At best, the taxpayer will come out of this at  break even; at worst, Irish taxpayers will be ground down by an enormous debt burden for decades to come.

The draft legislation gives NAMA extensive powers to take over land and development projects from borrowers who are not keeping up with their repayments.  For weeks now a NAMA team has been working with the banks identifying and quantifying the problem loans, covering almost all the property developers here. 

It is reckoned that NAMA will take over up to €90 billion in risky loans and that the top 50 developers will be brought into NAMA before Christmas.  Only loans of over €5 million ($7 million) are being included.

Under the legislation, all of the property portfolios of developers who are in trouble are being brought in.   There can be no picking and choosing by the banks between good and bad loans within a portfolio, which means that NAMA will have a better chance of making the scheme work.  

But it is still a huge undertaking and a huge risk.  And the big unanswered question that overhangs the whole NAMA project is how much NAMA will be paying the banks for the "impaired" loans.

DATASET –
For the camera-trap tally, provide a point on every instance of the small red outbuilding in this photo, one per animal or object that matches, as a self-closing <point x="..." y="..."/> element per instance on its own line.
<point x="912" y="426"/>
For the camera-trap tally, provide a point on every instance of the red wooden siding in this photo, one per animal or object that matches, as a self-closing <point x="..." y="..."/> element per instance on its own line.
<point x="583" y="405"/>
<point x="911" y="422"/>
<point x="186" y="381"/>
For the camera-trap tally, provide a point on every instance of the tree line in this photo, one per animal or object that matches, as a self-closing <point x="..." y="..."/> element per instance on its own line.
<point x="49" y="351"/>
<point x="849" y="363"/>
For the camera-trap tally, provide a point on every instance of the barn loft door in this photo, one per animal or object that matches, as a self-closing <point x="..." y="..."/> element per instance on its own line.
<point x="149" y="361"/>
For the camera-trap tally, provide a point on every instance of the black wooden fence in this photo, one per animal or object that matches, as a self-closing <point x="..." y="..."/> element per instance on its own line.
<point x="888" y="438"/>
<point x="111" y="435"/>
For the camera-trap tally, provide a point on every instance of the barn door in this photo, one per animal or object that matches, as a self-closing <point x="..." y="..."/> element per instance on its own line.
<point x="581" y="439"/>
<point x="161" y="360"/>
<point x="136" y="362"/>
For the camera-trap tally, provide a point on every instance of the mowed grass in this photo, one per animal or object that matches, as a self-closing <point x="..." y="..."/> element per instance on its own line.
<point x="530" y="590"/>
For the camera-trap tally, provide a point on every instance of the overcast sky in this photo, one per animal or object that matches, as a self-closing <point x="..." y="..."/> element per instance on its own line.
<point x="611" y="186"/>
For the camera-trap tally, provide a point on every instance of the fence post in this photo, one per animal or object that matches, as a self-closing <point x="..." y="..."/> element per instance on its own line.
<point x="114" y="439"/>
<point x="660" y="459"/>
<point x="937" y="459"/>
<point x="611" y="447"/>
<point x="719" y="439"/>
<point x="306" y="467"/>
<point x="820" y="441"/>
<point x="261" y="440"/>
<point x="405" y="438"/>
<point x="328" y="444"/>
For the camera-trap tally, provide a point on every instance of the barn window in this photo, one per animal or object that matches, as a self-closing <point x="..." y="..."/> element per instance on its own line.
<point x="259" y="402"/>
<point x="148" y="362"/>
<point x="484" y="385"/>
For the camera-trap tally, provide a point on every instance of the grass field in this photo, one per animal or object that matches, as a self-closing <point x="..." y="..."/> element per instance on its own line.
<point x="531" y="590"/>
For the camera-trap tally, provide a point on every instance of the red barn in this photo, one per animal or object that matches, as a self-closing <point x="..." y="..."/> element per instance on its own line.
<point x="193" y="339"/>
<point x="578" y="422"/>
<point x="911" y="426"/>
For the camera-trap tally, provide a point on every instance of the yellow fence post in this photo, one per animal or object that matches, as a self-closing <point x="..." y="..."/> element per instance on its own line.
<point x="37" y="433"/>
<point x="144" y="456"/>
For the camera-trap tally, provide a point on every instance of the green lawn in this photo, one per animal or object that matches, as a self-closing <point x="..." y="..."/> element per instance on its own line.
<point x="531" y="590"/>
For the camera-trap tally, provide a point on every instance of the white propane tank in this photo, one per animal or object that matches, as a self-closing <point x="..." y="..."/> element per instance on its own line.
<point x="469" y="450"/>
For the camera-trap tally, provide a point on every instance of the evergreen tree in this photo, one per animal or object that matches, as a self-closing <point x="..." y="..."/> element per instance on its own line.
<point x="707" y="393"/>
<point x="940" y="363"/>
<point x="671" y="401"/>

==

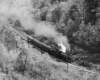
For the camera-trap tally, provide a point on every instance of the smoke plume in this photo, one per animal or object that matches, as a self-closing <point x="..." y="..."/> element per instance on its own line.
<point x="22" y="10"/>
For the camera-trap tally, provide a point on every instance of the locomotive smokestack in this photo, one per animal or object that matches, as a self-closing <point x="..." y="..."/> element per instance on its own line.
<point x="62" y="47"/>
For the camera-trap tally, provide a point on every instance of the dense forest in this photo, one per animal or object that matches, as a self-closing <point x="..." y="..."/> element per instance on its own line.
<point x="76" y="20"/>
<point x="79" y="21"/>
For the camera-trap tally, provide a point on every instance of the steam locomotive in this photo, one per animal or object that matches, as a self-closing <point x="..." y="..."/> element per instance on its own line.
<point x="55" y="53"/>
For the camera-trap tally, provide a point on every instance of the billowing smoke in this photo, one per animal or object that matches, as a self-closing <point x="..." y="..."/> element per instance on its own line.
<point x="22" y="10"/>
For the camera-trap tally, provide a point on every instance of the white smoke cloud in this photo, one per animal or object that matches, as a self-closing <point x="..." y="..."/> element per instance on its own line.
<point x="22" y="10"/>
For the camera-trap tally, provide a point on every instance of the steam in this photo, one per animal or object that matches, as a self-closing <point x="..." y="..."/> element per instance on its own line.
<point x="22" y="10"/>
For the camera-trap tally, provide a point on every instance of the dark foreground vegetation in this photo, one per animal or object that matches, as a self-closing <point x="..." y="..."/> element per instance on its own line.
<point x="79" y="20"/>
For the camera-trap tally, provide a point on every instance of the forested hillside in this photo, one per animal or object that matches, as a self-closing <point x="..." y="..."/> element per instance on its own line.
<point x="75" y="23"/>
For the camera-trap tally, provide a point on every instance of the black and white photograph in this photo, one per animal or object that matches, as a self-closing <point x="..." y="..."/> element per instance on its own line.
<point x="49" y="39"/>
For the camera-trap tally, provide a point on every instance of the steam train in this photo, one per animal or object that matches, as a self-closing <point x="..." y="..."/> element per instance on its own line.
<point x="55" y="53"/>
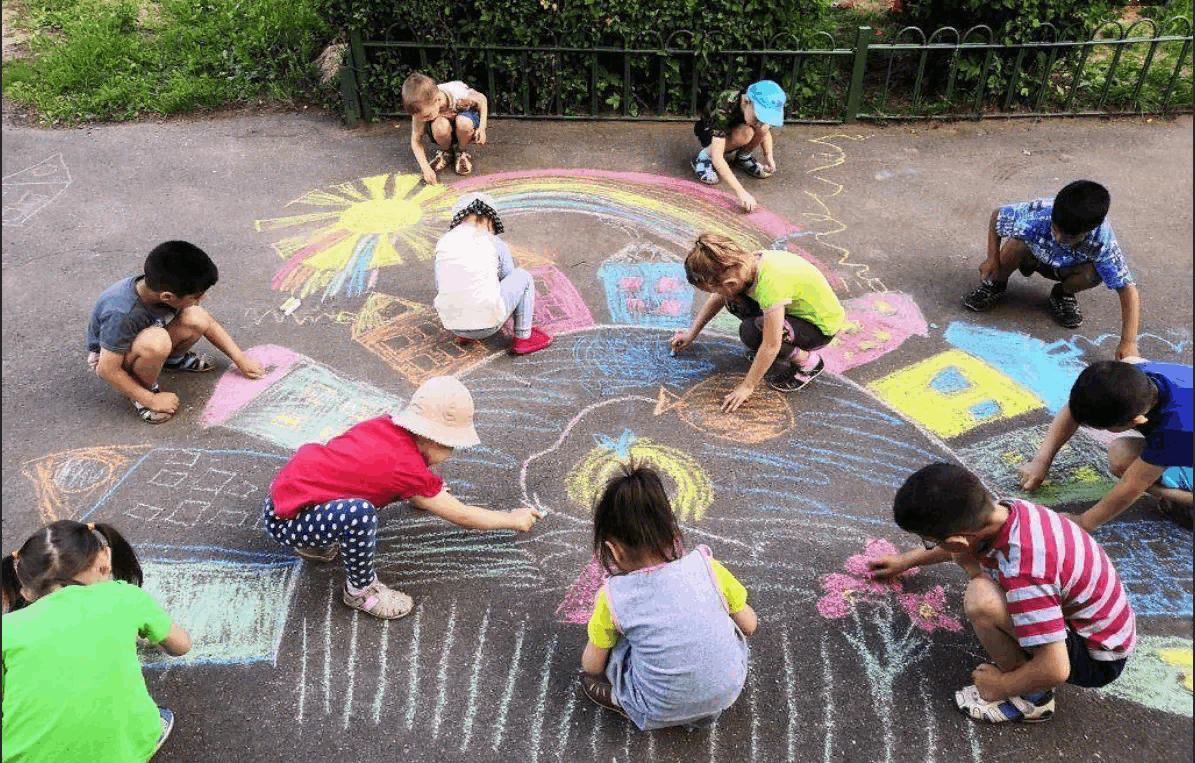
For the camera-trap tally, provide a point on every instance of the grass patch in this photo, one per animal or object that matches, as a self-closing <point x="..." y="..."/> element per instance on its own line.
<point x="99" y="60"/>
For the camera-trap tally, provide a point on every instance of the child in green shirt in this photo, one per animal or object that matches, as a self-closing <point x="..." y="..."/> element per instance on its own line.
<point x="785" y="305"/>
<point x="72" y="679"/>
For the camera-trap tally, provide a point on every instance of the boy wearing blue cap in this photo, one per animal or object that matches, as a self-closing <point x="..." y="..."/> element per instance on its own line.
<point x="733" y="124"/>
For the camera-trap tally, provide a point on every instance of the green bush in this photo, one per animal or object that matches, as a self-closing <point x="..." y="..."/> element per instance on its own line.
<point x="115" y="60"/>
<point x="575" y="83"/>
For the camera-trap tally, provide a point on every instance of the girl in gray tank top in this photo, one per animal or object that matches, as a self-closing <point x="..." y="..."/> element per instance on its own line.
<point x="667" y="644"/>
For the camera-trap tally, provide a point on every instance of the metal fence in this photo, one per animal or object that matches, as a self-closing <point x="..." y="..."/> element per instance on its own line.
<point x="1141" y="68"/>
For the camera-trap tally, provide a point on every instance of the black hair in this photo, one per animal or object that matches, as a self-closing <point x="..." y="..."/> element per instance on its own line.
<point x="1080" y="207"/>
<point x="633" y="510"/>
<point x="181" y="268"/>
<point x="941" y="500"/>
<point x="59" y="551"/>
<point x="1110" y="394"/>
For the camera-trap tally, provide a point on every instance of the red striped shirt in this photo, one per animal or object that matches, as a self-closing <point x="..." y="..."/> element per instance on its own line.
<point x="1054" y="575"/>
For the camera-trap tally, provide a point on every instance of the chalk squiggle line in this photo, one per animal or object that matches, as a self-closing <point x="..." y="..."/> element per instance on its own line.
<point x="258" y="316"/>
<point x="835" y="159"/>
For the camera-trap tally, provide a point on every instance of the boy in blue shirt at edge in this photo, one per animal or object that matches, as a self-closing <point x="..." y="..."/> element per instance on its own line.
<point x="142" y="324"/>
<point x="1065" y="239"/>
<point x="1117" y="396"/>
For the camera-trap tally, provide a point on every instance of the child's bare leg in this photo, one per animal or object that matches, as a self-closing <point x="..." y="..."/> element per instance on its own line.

TASK LIST –
(a) Return the stretch of the NAMA passage from "The draft legislation" through "property developers here.", copied word for word.
(b) Summarize the NAMA passage in two sentences.

ANSWER SECTION –
(a)
The draft legislation gives NAMA extensive powers to take over land and development projects from borrowers who are not keeping up with their repayments.  For weeks now a NAMA team has been working with the banks identifying and quantifying the problem loans, covering almost all the property developers here.

(b) Draft legislation gives NAMA extensive powers to take over land and development projects from borrowers who are not keeping up with repayments, and it is reckoned to take over up to €90 billion in risky loans, including only loans over €5 million. The undertaking remains a huge risk, and the big unanswered question is how much NAMA will pay the banks for the "impaired" loans.